THE EXERCISE: Copy every line of the listing below word for word, with no changes.

(Point annotation data)
-.-.-

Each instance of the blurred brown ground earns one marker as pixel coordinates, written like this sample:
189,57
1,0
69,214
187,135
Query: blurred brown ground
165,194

-.-.-

TASK ANSWER:
Each instance of the blurred brown ground earns one marker as pixel coordinates, written like this sample:
189,57
1,0
69,214
187,135
Query: blurred brown ground
165,194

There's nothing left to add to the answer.